What the exercise asks
Please gather and copy out every line in the listing below that contains the string "wall". Case counts.
-*-
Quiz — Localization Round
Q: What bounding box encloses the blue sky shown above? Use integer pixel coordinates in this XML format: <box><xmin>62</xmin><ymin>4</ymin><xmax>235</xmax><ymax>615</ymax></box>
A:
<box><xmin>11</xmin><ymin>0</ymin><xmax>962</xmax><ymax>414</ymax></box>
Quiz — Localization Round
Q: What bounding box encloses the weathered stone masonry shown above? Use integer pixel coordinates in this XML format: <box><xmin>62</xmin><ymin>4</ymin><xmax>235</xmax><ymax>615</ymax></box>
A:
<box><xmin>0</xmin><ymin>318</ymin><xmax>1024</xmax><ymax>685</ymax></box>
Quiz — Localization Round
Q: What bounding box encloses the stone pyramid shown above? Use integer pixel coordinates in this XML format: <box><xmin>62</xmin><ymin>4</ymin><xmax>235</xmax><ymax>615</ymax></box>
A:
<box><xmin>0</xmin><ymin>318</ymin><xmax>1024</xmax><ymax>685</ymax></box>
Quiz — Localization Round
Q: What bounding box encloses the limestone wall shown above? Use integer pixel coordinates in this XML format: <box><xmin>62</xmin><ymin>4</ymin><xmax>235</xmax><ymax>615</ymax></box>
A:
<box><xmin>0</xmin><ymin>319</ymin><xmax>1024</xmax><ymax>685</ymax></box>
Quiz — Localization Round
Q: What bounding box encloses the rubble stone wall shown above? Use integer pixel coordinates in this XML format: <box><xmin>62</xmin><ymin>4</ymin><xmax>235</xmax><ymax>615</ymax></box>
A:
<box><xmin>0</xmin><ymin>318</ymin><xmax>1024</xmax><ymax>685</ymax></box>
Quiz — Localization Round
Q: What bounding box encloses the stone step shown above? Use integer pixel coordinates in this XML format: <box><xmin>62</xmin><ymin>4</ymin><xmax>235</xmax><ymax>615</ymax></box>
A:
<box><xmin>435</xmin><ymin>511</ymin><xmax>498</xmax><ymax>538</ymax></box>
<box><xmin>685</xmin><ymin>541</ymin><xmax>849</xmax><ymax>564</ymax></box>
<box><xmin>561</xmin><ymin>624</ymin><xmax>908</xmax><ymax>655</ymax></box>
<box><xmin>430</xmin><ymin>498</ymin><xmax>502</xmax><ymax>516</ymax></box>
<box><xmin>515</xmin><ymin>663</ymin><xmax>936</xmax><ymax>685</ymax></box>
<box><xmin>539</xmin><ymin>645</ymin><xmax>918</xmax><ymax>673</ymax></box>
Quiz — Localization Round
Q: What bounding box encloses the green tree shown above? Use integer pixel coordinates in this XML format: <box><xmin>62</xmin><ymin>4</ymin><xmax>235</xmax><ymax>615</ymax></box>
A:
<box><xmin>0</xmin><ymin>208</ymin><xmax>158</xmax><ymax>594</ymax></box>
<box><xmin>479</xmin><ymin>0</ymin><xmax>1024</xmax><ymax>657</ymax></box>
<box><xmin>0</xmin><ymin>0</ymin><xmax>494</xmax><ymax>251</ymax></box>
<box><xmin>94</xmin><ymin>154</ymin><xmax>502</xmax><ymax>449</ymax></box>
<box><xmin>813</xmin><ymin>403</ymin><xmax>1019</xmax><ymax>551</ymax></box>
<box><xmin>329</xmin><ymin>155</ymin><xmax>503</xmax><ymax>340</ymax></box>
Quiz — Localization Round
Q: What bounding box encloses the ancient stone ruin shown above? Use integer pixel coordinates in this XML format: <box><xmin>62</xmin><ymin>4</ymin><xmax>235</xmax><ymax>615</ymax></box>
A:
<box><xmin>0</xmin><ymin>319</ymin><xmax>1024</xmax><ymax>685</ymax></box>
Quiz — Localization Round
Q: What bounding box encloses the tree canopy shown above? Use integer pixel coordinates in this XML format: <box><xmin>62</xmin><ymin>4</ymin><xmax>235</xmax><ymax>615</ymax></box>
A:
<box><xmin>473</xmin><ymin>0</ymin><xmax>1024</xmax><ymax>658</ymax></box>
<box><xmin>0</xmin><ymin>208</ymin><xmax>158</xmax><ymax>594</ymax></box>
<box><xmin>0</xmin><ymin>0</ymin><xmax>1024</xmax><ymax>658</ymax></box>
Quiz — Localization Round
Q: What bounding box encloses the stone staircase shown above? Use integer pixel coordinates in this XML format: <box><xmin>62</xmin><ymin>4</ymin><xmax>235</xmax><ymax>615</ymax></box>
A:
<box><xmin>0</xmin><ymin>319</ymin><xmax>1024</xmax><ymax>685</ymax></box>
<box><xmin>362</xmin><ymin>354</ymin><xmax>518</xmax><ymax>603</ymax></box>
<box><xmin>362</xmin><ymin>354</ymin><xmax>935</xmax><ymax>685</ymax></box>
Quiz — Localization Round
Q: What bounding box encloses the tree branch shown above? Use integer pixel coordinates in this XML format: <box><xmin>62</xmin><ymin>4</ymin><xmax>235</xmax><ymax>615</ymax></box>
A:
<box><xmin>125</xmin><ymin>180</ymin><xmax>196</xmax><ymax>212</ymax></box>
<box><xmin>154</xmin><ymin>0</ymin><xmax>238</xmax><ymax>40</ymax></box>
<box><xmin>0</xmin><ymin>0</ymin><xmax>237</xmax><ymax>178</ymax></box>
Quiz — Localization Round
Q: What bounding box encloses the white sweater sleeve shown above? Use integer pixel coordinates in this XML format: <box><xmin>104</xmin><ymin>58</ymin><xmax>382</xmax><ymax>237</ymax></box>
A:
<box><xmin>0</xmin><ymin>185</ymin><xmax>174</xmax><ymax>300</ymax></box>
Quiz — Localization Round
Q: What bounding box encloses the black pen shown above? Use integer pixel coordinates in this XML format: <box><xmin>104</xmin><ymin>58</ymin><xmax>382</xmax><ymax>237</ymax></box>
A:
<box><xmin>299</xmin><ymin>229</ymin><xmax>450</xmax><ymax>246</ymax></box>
-*-
Output below
Q: What bounding box encloses the limestone wall shown above? Use integer pixel coordinates in this XML format: <box><xmin>62</xmin><ymin>4</ymin><xmax>235</xmax><ymax>615</ymax></box>
Q: What bounding box encloses the rubble stone wall shown above? Use integer pixel coordinates in this XML format: <box><xmin>62</xmin><ymin>4</ymin><xmax>235</xmax><ymax>615</ymax></box>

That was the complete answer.